"""
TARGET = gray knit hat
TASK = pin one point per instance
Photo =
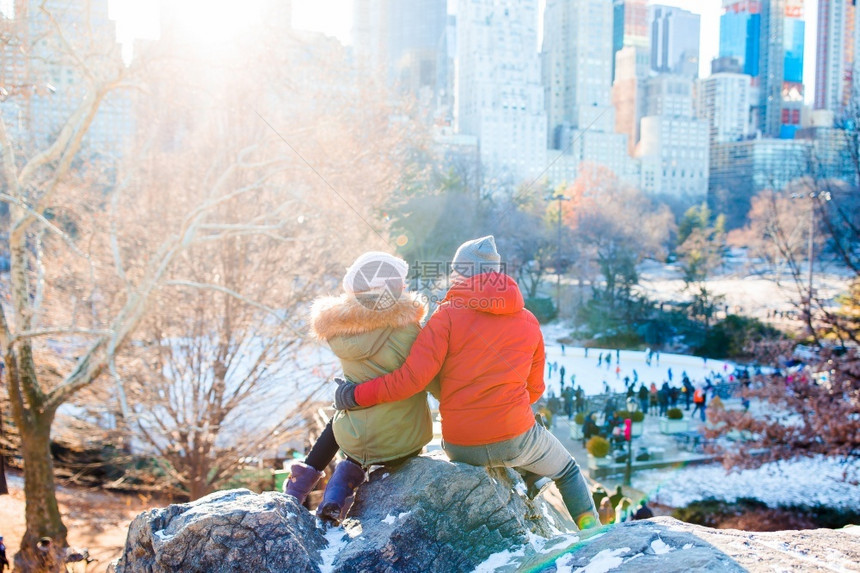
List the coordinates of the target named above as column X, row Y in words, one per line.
column 476, row 257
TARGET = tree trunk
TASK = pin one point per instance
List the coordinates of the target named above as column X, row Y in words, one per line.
column 4, row 488
column 41, row 510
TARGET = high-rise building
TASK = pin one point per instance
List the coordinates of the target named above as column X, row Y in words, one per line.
column 45, row 76
column 500, row 98
column 577, row 77
column 629, row 26
column 740, row 34
column 674, row 40
column 673, row 148
column 767, row 37
column 836, row 59
column 406, row 41
column 781, row 68
column 740, row 170
column 632, row 67
column 724, row 100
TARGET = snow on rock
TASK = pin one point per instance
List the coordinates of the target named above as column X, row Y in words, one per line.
column 803, row 481
column 456, row 519
column 659, row 547
column 605, row 561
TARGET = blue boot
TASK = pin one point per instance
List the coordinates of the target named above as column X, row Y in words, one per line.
column 303, row 479
column 337, row 498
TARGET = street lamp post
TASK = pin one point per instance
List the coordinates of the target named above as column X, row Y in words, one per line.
column 558, row 197
column 813, row 195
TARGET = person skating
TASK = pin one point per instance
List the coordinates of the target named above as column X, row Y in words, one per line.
column 700, row 403
column 370, row 328
column 643, row 511
column 643, row 398
column 688, row 392
column 4, row 561
column 488, row 353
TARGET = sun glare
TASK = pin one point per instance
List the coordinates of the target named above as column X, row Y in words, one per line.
column 214, row 22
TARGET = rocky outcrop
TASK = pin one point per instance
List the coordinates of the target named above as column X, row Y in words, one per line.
column 434, row 515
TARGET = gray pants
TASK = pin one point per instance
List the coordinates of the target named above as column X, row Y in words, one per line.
column 538, row 452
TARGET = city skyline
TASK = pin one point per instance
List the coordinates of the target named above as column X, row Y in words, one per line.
column 334, row 17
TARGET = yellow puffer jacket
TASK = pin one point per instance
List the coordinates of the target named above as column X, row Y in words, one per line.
column 370, row 343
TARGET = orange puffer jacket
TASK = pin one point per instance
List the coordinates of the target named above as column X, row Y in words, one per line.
column 488, row 352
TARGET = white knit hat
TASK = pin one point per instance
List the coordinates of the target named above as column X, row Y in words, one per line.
column 476, row 257
column 376, row 271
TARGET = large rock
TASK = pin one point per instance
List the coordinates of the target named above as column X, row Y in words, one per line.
column 434, row 515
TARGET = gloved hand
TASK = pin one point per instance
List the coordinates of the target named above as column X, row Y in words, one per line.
column 344, row 396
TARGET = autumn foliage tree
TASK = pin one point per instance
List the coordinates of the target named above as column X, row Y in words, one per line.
column 811, row 406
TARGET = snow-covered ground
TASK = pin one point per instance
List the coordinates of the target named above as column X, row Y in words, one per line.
column 804, row 481
column 591, row 376
column 746, row 291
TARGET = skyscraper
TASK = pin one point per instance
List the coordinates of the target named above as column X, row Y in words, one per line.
column 781, row 68
column 723, row 100
column 836, row 58
column 404, row 40
column 674, row 40
column 629, row 26
column 767, row 37
column 500, row 98
column 577, row 77
column 46, row 77
column 632, row 66
column 740, row 33
column 674, row 144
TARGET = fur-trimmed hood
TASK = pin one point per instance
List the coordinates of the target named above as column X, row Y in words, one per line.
column 344, row 315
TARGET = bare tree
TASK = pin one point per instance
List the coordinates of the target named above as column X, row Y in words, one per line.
column 92, row 251
column 619, row 227
column 812, row 407
column 701, row 246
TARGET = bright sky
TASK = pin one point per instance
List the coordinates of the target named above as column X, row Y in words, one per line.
column 334, row 17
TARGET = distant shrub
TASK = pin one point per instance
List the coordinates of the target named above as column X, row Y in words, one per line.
column 543, row 309
column 636, row 416
column 675, row 414
column 598, row 447
column 730, row 337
"""
▸ **Your task**:
Would you repeat the listing word for word and skip every picture?

▸ **Response for this exercise**:
TARGET = gray knit hat
TASK = pin one point per instance
Photo =
List the coordinates of the target named above as column X, row Y in words, one per line.
column 476, row 257
TARGET = tree trunk
TASK = pin one point per instance
List the coordinates of the target named above as column X, row Y in words, one per line.
column 4, row 488
column 41, row 510
TARGET = high-rise building
TASK = pin one point per instance
List the coordinates of the target named above as column X, row Y in words, one per line.
column 45, row 76
column 500, row 98
column 577, row 77
column 629, row 26
column 740, row 34
column 674, row 40
column 673, row 148
column 767, row 37
column 836, row 59
column 406, row 41
column 781, row 68
column 740, row 170
column 632, row 67
column 724, row 100
TARGET = snow on rock
TASK = pin one point per instance
List the coordinates of the target named above as column X, row Y in words, one per line.
column 803, row 481
column 456, row 519
column 659, row 547
column 605, row 561
TARGET = blue boot
TASK = pin one point per instance
List the coordinates of the target named above as column X, row Y in words, one per line.
column 303, row 479
column 337, row 498
TARGET = street lamp post
TASK = pin one point per instance
List the coordinates of the target named above as column X, row Y in words, one per line.
column 558, row 197
column 813, row 195
TARGET = person skating
TASK = pin one point per instance
List the coordinates of the target named above as column X, row Y in words, one per line.
column 700, row 403
column 370, row 328
column 643, row 511
column 643, row 398
column 688, row 392
column 4, row 561
column 488, row 353
TARGET = sun glare
TASK = pin one point per instance
List the coordinates of the target named above as column X, row Y in words, one per line.
column 214, row 22
TARGET = rocky outcrop
TASK = pin one point per instance
List the coordinates of the target named above as column X, row Y in words, one per line.
column 434, row 515
TARGET = gray pants
TASK = pin one point per instance
List the coordinates of the target named above as column X, row Y in words, one per line.
column 538, row 452
TARGET = city skyline
TASK = pin one point per instance
List the coordinates of the target named above as column X, row Y in words, one per line.
column 334, row 17
TARGET = yellow puffer jacket
TASK = pin one point per instance
List the coordinates of the target named above as column X, row Y in words, one per line.
column 370, row 343
TARGET = orange puffer jacket
TASK = pin one point per instance
List the coordinates of the target named above as column X, row Y in words, one per line.
column 488, row 352
TARGET = white knit hat
TASK = pin one point per instance
List the coordinates of the target named above as column X, row Y in words, one per line.
column 476, row 257
column 376, row 271
TARGET = large rock
TASK = pin one point per instance
List the coordinates of the target named above as column X, row Y in words, one per line.
column 434, row 515
TARGET = gloved hand
TASK = pin one point per instance
List the coordinates of the target named above as column X, row Y in words, one per line.
column 344, row 396
TARGET = autumn foliage tree
TASK = pin one point per instance
List the coordinates of the target named above as column X, row Y in words, one per line.
column 811, row 406
TARGET = snow-covered ground
TASK = pin one point per instance
List the coordinates of the target named above as column X, row Y in words, one per line.
column 804, row 481
column 591, row 376
column 746, row 291
TARGET = skyscraper
TASK = pin one point per instance
List the coordinates of the target named above as column X, row Y in words, one per line.
column 781, row 68
column 723, row 100
column 836, row 58
column 404, row 40
column 674, row 40
column 629, row 26
column 767, row 37
column 500, row 98
column 577, row 77
column 46, row 77
column 632, row 66
column 740, row 33
column 674, row 144
TARGET = fur-trimmed hood
TASK = pin one point per instance
List the coordinates of the target named above as column X, row Y in words, one per line.
column 344, row 315
TARGET = bare tree
TASK = pin one point per instance
List the coordinates of the target named above as column X, row Y in words, one per line.
column 92, row 251
column 619, row 227
column 812, row 407
column 701, row 246
TARGET = bright sky
TASK = pin one point per instance
List the coordinates of the target named above as column X, row Y in words, one per line.
column 334, row 17
TARGET = distant shrub
TASK = pin one point per instance
List the coordinates of the target named above as column X, row Y in words, one per line.
column 543, row 309
column 636, row 416
column 675, row 414
column 598, row 447
column 730, row 337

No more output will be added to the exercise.